(Referring expression data)
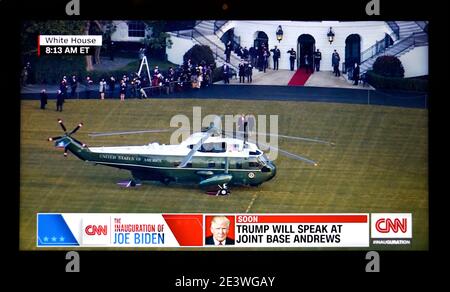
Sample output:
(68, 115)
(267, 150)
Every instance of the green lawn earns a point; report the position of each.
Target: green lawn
(379, 163)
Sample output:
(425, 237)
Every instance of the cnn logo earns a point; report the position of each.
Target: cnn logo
(96, 230)
(391, 225)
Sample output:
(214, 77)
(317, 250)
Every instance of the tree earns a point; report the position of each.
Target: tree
(105, 28)
(199, 53)
(156, 37)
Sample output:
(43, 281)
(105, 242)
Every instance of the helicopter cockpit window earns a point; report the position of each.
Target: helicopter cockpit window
(254, 164)
(257, 152)
(213, 147)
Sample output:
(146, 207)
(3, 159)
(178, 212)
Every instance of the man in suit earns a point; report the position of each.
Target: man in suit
(317, 59)
(220, 226)
(356, 74)
(292, 57)
(276, 55)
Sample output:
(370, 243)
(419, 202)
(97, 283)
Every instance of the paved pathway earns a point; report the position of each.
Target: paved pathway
(282, 78)
(291, 93)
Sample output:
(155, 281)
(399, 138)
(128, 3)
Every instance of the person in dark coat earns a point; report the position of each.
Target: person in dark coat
(356, 74)
(44, 98)
(292, 57)
(335, 59)
(226, 73)
(59, 101)
(73, 86)
(317, 59)
(249, 71)
(276, 56)
(228, 49)
(241, 72)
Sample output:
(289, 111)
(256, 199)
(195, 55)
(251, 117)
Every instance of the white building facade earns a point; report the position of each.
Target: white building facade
(353, 40)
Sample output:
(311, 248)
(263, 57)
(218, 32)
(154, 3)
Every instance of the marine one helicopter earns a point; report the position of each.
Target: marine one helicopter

WORK TO COMPLETE — Without copying any images, transcribe the records exactly as they stand.

TASK OUTPUT —
Sample output:
(68, 115)
(267, 150)
Every instance of the green lawn earns a point; report the position of each.
Target: green lawn
(379, 163)
Sample output:
(425, 237)
Every instance of the cnn logo earns a point; report the position of each.
Target: cnn logo
(96, 230)
(391, 225)
Sample output:
(214, 77)
(317, 250)
Every instance of the tree earns a point; report the position of each.
Target: tree
(105, 28)
(199, 53)
(156, 37)
Sample output:
(43, 281)
(105, 242)
Every instance of the helicopter cockpit window earns a point; report the position of each.
Target: helicopter cockpit window
(254, 164)
(257, 152)
(213, 147)
Sample output:
(146, 207)
(3, 159)
(178, 212)
Every instance of the man in suit earns a point; report the position of each.
Target: man in suit
(317, 59)
(220, 226)
(356, 74)
(292, 57)
(276, 55)
Sample output:
(370, 243)
(419, 202)
(97, 283)
Every instance of the paved pathway earns a point; report the position of each.
Target: paved pathway
(282, 78)
(291, 93)
Sample output:
(155, 281)
(399, 138)
(128, 3)
Every instance of the person in dark coat earns a point; report the position of each.
Target: person in dark coat
(356, 74)
(44, 98)
(292, 57)
(335, 59)
(226, 73)
(59, 101)
(73, 86)
(317, 59)
(249, 71)
(276, 56)
(228, 49)
(241, 72)
Sample output:
(289, 111)
(256, 199)
(195, 55)
(251, 117)
Every instance of the white building facade earns a point; report the position of each.
Target: white building facade
(353, 40)
Sample output:
(311, 248)
(263, 57)
(218, 32)
(154, 3)
Every instance of the marine one helicopter earns a point; report the position of each.
Target: marine one helicopter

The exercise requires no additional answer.